## INPUT:
------------------------
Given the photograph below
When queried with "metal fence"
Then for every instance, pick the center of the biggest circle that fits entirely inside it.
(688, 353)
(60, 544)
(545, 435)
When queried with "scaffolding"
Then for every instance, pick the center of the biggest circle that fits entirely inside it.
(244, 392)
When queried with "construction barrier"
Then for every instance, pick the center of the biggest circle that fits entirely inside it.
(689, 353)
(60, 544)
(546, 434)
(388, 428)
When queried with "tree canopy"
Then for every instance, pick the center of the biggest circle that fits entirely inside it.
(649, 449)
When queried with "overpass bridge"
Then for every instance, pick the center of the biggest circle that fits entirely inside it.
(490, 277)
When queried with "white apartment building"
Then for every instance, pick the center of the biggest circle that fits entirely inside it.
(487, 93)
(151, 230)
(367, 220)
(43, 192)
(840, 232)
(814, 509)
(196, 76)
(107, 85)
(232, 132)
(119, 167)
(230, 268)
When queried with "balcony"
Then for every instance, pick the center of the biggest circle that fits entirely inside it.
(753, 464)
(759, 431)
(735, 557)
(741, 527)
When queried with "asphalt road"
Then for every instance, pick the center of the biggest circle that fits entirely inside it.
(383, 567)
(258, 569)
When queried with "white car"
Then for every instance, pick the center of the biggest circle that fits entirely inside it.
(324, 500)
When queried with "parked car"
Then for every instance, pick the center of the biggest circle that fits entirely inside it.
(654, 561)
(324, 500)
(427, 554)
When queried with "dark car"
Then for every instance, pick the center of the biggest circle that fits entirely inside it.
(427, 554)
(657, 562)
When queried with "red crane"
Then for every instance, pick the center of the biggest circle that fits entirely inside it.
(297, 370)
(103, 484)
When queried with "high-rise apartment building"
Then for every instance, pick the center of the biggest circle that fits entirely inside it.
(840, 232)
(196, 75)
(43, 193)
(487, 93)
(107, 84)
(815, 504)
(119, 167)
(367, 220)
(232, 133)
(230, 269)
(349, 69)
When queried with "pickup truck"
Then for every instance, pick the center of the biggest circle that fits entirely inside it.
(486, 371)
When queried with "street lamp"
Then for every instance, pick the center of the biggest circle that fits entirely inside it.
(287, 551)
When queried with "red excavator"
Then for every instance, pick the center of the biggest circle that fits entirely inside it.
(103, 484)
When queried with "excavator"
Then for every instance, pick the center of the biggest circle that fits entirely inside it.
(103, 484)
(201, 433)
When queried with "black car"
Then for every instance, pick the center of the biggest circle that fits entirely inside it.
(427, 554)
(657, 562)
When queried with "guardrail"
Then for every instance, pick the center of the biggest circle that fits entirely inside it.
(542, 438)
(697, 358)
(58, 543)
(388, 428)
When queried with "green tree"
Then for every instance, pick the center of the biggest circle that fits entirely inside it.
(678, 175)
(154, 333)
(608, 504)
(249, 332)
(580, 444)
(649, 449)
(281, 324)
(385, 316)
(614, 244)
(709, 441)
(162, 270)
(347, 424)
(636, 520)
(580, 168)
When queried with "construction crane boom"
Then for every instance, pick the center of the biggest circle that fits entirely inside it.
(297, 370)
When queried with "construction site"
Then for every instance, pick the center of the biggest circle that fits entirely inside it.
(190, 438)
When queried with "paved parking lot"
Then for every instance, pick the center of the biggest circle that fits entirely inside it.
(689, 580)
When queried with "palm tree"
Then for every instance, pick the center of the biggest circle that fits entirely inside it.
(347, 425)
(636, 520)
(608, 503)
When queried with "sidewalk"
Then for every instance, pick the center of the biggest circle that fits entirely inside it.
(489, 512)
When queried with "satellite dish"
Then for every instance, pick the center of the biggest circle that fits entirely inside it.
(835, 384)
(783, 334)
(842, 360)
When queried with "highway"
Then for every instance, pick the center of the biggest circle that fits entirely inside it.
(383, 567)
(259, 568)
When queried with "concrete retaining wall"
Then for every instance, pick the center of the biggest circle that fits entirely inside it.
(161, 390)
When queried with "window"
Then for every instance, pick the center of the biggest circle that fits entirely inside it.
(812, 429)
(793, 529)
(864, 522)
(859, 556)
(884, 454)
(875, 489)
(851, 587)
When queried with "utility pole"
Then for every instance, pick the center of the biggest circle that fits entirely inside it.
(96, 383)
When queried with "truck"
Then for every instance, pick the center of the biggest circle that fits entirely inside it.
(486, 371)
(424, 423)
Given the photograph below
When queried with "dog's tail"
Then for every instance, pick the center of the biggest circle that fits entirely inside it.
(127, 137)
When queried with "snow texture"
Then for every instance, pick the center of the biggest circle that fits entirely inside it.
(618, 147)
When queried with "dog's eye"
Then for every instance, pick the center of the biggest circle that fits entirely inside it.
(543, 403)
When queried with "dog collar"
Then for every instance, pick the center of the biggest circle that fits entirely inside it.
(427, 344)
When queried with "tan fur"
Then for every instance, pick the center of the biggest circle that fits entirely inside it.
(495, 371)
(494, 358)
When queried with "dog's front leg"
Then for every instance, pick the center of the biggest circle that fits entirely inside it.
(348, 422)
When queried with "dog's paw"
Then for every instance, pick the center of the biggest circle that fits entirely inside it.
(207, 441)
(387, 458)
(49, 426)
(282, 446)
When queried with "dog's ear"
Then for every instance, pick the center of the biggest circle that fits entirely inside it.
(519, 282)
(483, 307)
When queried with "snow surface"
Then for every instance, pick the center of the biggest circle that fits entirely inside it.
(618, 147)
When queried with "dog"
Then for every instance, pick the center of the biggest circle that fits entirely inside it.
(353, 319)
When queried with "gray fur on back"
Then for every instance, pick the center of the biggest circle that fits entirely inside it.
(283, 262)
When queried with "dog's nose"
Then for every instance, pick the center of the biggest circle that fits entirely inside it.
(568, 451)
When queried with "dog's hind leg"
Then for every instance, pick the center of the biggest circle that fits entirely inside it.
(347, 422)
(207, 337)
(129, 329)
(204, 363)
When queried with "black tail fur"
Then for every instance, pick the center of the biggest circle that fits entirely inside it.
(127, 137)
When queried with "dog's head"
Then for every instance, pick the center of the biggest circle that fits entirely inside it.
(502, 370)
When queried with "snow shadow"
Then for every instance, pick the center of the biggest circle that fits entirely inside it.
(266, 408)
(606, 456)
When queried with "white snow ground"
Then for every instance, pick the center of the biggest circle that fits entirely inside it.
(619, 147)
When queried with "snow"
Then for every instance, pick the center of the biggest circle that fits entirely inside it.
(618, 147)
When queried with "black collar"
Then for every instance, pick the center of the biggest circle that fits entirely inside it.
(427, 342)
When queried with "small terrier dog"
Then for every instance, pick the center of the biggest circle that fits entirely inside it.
------------------------
## GIVEN PROBLEM:
Produce an exact copy of the whole listing.

## SOLUTION TO THIS EXERCISE:
Given the photograph below
When queried with "metal fence"
Then for every instance, pick the center of the biggest circle that fits entirely inside it.
(688, 353)
(60, 544)
(545, 435)
When queried with "scaffolding"
Then for every instance, pick the center of the biggest circle that fits entirely inside it.
(244, 392)
When queried with "construction barrier"
Then for every instance, pick the center of the biggest circle that fits entirely inside it.
(689, 353)
(60, 544)
(546, 434)
(388, 428)
When queried with "tree canopy"
Then for every instance, pick the center of the biggest circle that fits entirely inside it.
(649, 449)
When queried with "overpass bridge"
Then for every instance, pick the center of the biggest circle that fits entirely inside it.
(490, 277)
When queried with "white apartment building"
Then for every instance, pick the center of the biggest circle that fits entirely inside it.
(487, 93)
(151, 230)
(367, 220)
(43, 192)
(840, 232)
(814, 509)
(196, 76)
(107, 85)
(232, 132)
(119, 167)
(230, 268)
When queried with "balcony"
Then for every instance, pick the center of the biggest circle that fits entirely inside it.
(753, 464)
(759, 431)
(735, 557)
(741, 527)
When queried with "asphalt road"
Then for every instance, pick the center of the biggest circle that fits entirely inside it.
(383, 567)
(258, 569)
When queried with "white car"
Then for every instance, pick the center of the biggest circle that fits entirely inside it.
(324, 500)
When queried with "parked car"
Then for every instance, pick the center of the biggest circle that fits entirely inside it.
(654, 561)
(324, 500)
(427, 554)
When queried with "dark car"
Then for every instance, pick the center of the biggest circle that fits entirely inside it.
(427, 554)
(657, 562)
When queried with "red crane"
Then for every instance, pick the center of the biggest circle that fits entirely inside it.
(297, 370)
(103, 484)
When queried with "high-rise apartment building"
Then for every instance, pick the center of the biggest circle that fits entirely inside it.
(840, 232)
(196, 75)
(43, 193)
(487, 93)
(107, 84)
(815, 504)
(119, 167)
(367, 220)
(232, 133)
(230, 269)
(349, 69)
When queried with "pickup truck"
Then for every instance, pick the center of the biggest circle that fits entirely inside it.
(486, 371)
When queried with "street lamp"
Then for every instance, pick the center of the biggest circle that fits entirely inside it.
(287, 551)
When queried with "red excavator"
Then for every instance, pick the center of the biggest circle that fits entirely inside it.
(103, 484)
When queried with "excavator"
Then for every instance, pick the center of the biggest circle that fits entirely inside it.
(103, 484)
(201, 433)
When queried with "black car"
Then for every instance, pick the center of the biggest circle that fits entirely inside it.
(427, 554)
(657, 562)
When queried with "guardrail"
Then for every instance, pick the center of the biggest circle that fits entirely inside it.
(542, 438)
(697, 358)
(58, 543)
(388, 428)
When queried with "green tree"
Then for every instance, pick the center of the biggest circle that fits entirely inside it.
(678, 175)
(154, 333)
(608, 504)
(249, 332)
(580, 444)
(649, 449)
(281, 324)
(385, 316)
(614, 244)
(709, 441)
(162, 270)
(347, 424)
(636, 520)
(580, 168)
When queried with "construction crane boom"
Then for every instance, pick the center of the biggest circle that fits entirely inside it.
(297, 370)
When queried with "construction site"
Then for every instance, pick the center of the biggest circle that fits entirely inside it.
(190, 438)
When queried with "paved parking lot"
Then for every instance, pick the center of the biggest circle that fits entirely inside it.
(689, 580)
When queried with "palm tree"
Then for every instance, pick the center of the biggest circle that fits entirely inside it.
(347, 425)
(636, 520)
(608, 503)
When queried with "sidewalk"
Then for every instance, pick the center of the biggest circle that fits entirely inside it.
(489, 512)
When queried with "satellite dish"
Then for every instance, pick the center of the biggest circle that fits entirely inside it.
(835, 384)
(783, 334)
(842, 360)
When queried with "highway"
Then for every instance, pick the center of the biggest circle that fits entirely inside it.
(383, 567)
(259, 568)
When queried with "concrete retaining wall"
Then for every instance, pick the center of the biggest circle that fits entirely inside it.
(161, 390)
When queried with "window"
Then for every instance, pick the center of the biggest circle that fits entirely inside it.
(812, 429)
(793, 529)
(864, 522)
(859, 556)
(884, 454)
(875, 489)
(851, 587)
When queried with "utility pole"
Then for every instance, pick the center of the biggest circle that fits entirely inside it.
(96, 383)
When queried with "truck"
Then for every instance, pick the center of the biggest circle that fits entirely inside it.
(486, 371)
(424, 423)
Given the photograph below
When queried with "dog's tail"
Then for every instance, pick the center of the biggest circle that fits entirely inside it.
(127, 137)
When queried with "snow texture"
Then for every instance, pick the center of the biggest circle that fits entirely inside it.
(618, 147)
When queried with "dog's eye"
Then for every instance, pick the center of the biggest circle that fits entirely inside it.
(543, 403)
When queried with "dog collar"
Then for every instance, pick the center of the biggest circle that fits entirely inside it.
(427, 344)
When queried with "tan fur"
Then for every instance, pick the center of the biggest circle that fits entirely inside it.
(495, 371)
(494, 358)
When queried with "dog's front leg"
Then for every instance, pick the center of the biggest circle that fits entirely inside it.
(348, 422)
When queried with "dog's paw"
Then for every instance, pick the center of the biggest circle that fits entirely inside it.
(207, 441)
(387, 458)
(49, 426)
(282, 446)
When queried with "dog's ear"
Then for every instance, pick the center of the biggest circle that fits entirely inside it.
(519, 282)
(483, 307)
When queried with "snow surface"
Then for every instance, pick the center of the biggest circle that fits entirely inside it.
(618, 147)
When queried with "dog"
Then for every instance, pick the center of the biggest circle that fits entirely inside it.
(353, 319)
When queried with "gray fur on back"
Then for every instance, pick the center of the biggest circle that fits entirely inside it.
(283, 262)
When queried with "dog's nose"
Then for every instance, pick the center of the biggest circle that fits entirely inside it.
(568, 451)
When queried with "dog's hind leg"
Then for every instance, pick the center of the biggest circle that fits entirely inside it.
(347, 422)
(207, 337)
(129, 329)
(204, 363)
When queried with "black tail fur"
Then for every instance, pick the center of the biggest circle that fits entirely inside it.
(127, 137)
When queried with "dog's head"
Then for every instance, pick the center of the biggest circle that fits entirely inside it.
(502, 370)
When queried with "snow shadow"
Then for every instance, pick the center of the biggest circle that fits entirely inside it.
(266, 408)
(606, 456)
When queried with "white snow ground"
Then for every instance, pick the center of the biggest circle that fits entirely inside it.
(619, 147)
When queried with "snow"
Then for every instance, pick the center of the biggest circle that fits entirely inside it.
(618, 147)
When queried with "black collar"
Then for every instance, pick the center of the biggest circle that fits entirely inside it.
(427, 342)
When queried with "small terrier dog"
Then for every instance, pick the center of the biggest circle that fits entirely inside it.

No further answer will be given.